§ Records for processing
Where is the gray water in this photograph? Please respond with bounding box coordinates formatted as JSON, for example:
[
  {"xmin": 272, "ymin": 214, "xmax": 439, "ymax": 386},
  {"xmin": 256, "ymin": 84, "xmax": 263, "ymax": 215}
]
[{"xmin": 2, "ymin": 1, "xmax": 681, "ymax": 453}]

* * *

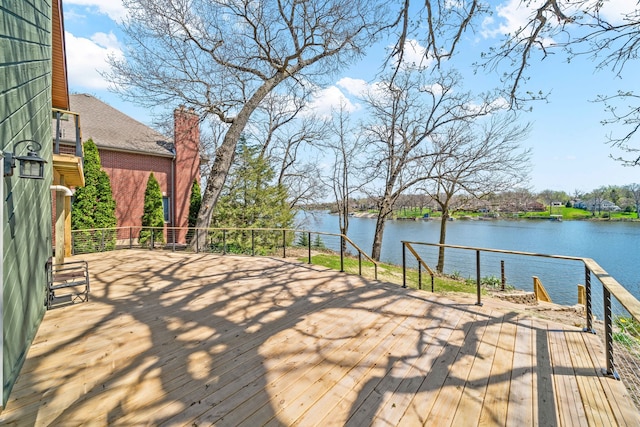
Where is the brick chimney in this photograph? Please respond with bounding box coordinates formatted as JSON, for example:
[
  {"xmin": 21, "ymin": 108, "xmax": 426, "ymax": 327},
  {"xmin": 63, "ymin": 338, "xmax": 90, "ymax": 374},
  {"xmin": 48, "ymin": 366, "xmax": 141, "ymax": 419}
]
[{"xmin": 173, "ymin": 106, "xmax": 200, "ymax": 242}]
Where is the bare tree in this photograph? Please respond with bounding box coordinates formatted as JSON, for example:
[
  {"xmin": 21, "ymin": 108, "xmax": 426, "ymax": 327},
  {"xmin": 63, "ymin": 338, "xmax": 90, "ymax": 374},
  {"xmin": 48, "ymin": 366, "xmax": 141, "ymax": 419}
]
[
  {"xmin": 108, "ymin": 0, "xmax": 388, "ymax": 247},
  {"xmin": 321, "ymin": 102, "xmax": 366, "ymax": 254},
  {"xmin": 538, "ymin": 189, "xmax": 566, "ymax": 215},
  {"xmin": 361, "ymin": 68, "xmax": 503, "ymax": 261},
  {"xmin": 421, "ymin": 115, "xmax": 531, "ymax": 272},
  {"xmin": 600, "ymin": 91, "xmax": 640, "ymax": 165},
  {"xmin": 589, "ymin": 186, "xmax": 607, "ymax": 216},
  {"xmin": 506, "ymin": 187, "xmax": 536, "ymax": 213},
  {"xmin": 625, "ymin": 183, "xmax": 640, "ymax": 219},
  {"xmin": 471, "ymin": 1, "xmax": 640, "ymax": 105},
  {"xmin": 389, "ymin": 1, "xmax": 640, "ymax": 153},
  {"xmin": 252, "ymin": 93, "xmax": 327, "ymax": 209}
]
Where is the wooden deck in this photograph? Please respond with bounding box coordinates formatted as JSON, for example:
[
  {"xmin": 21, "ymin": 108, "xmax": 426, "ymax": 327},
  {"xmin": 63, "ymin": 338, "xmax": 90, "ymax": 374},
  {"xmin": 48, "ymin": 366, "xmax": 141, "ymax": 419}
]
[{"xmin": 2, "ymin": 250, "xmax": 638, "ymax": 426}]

§ Task requirements
Filter the entries down to the lines holding the string "with". Copy each of those lines.

§ Exercise result
Where is the gray water in this photograph? Please respond with bounding box coordinates formatted as JSON, for example:
Where is the brick chimney in this photograph? Please respond with bounding box coordinates formatted as JSON, for example:
Where is the bare tree in this photograph? Please respond with bounding box coordinates formatted as JSON, for example:
Where is the wooden deck in this photograph? Please respond with bounding box coordinates formatted as JSON, for example:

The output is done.